> [Exercise 1] The job posting says the role optimizes GPU inference for large and small language models. In one or two sentences, explain what this optimization is meant to support, according to the job posting.
> [Exercise 2] In the job posting, how much of the work time may be spent working from home?
> [Exercise 3] Reproduce the part of the job posting starting at "The position offers" and ending at "sophisticated engineering systems.".

> [Text passage]
○ ○ ○ ○ ○ ○ ○

Microsoft's Search Ads Understanding team is seeking a Senior Software Engineer specializing in GPU Inference Optimization to join their innovative team. This role focuses on optimizing GPU inference for large language models (LLMs) and small language models (SLMs) to support various Ads tasks including query rewrite, Ad relevance, and Ad creative generation.
The position offers an exciting opportunity to work with cutting-edge AI technology and hardware, developing fundamental abstractions, programming models, runtimes, libraries, and APIs. The team is responsible for building an intelligent system that matches advertisers' "Ad display" with users' "queries" using advanced AI models and sophisticated engineering systems.
The ideal candidate will have strong expertise in GPU optimization, C/C++ programming, and deep learning frameworks. You'll be working in a fast-paced environment, collaborating with researchers and developers to solve complex technical challenges in building a full end-to-end AI stack.
Microsoft offers a comprehensive benefits package, including industry-leading healthcare, educational resources, parental leave, and investment opportunities. The company maintains a strong commitment to diversity and inclusion, fostering a culture where everyone can thrive and contribute to their mission of empowering every person and organization on the planet.
Working in Beijing, China, with a hybrid work arrangement (up to 50% work from home), you'll be part of a team that drives user satisfaction, advertiser ROI, and Bing revenue through innovative solutions and technical excellence.

○ ○ ○ ○ ○ ○ ○

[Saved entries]
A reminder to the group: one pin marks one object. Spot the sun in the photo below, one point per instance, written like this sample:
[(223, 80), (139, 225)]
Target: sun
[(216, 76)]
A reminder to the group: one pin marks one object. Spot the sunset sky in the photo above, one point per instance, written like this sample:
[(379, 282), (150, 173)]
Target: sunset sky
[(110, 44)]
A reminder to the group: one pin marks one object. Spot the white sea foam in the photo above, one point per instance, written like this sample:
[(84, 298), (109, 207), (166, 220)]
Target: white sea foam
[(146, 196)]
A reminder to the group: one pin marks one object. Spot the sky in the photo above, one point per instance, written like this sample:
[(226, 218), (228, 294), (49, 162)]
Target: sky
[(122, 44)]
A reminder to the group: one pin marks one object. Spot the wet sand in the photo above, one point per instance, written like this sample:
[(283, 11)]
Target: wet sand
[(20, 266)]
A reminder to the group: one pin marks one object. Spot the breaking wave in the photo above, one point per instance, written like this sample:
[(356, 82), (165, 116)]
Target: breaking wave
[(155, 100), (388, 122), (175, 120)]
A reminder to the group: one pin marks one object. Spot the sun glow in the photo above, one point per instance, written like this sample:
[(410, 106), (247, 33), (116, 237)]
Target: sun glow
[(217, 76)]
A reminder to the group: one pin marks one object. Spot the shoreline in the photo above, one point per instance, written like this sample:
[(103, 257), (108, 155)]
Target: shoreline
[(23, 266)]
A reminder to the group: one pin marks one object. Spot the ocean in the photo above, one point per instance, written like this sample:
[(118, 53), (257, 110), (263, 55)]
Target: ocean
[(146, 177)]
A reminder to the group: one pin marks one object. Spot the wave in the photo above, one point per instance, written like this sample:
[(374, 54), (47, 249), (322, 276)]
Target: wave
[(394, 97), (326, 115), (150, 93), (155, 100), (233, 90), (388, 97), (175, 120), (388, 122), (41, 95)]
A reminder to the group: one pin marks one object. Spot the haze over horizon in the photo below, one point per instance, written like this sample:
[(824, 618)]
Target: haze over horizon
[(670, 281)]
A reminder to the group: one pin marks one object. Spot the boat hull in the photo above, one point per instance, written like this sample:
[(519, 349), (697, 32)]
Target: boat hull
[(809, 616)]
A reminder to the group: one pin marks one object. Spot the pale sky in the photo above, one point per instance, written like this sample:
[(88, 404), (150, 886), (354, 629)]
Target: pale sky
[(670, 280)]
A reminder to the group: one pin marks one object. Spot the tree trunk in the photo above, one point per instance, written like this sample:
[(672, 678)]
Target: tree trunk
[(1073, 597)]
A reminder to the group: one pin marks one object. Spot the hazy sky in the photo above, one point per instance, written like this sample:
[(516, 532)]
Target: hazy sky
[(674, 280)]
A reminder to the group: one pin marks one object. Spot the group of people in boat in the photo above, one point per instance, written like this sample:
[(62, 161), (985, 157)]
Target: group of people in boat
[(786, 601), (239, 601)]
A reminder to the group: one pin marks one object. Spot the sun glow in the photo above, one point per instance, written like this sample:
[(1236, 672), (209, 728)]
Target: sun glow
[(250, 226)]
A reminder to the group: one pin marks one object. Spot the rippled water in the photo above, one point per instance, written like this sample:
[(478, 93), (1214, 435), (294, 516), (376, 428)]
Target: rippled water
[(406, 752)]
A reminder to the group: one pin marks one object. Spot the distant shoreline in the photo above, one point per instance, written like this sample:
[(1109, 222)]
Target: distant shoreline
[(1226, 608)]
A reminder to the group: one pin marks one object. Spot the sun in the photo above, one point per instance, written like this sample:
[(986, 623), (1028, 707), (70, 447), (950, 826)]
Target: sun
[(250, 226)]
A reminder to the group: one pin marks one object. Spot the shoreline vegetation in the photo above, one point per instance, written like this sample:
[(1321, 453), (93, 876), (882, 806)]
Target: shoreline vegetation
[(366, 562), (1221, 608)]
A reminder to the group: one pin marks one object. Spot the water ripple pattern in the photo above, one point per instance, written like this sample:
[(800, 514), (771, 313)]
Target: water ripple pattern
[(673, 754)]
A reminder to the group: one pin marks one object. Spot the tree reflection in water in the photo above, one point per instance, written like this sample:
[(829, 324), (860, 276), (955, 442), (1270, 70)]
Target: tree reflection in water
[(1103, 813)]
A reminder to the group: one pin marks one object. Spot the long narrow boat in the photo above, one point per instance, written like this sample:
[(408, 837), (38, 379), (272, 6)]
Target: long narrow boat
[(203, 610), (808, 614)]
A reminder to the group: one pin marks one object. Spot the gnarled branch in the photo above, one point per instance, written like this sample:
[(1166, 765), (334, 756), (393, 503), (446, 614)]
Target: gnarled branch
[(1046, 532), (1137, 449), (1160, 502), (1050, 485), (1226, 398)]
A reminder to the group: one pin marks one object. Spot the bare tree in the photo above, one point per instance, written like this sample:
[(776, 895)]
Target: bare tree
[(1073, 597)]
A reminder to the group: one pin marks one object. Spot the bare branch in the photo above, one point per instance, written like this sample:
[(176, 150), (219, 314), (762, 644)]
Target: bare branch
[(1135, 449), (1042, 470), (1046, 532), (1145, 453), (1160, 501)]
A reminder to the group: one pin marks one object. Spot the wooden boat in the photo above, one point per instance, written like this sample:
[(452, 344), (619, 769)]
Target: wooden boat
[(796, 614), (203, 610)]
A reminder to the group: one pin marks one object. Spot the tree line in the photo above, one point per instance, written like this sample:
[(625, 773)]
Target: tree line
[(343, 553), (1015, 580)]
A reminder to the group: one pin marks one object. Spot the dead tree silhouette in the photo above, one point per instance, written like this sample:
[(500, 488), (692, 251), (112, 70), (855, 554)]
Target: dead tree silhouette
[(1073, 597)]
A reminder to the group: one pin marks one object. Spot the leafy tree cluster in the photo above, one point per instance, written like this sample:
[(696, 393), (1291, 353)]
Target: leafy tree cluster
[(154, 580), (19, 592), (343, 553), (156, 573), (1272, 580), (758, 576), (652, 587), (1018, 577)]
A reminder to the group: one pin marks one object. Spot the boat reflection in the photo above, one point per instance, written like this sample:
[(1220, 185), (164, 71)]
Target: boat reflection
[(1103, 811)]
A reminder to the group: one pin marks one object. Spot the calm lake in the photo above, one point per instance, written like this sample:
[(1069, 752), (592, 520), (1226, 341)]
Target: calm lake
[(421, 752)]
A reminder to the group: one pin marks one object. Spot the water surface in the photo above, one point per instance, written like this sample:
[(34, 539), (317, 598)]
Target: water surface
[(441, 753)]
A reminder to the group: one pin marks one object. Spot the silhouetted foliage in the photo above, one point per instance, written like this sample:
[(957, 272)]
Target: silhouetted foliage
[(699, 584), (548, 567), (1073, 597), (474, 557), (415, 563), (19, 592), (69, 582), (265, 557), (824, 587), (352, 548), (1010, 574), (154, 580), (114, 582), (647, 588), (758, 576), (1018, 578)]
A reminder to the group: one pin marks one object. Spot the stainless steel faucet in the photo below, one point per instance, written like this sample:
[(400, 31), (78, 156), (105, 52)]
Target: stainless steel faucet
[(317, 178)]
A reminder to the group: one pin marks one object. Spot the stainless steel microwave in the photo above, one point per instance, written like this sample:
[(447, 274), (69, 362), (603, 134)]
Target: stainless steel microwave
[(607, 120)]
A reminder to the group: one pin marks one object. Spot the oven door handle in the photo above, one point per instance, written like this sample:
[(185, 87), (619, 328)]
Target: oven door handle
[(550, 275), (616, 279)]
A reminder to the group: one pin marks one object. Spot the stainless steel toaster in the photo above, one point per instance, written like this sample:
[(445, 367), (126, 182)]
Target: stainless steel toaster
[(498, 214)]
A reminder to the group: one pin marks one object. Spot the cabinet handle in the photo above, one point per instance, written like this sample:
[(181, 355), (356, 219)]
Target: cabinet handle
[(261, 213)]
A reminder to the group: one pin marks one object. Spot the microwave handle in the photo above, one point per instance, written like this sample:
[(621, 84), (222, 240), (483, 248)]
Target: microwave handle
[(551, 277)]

○ ○ ○ ○ ○ ○ ○

> [Task solution 1] It is meant to support several Ads tasks, including query rewrite, Ad relevance, and Ad creative generation.

> [Task solution 2] Up to 50%.

> [Task solution 3]
The position offers an exciting opportunity to work with cutting-edge AI technology and hardware, developing fundamental abstractions, programming models, runtimes, libraries, and APIs. The team is responsible for building an intelligent system that matches advertisers' "Ad display" with users' "queries" using advanced AI models and sophisticated engineering systems.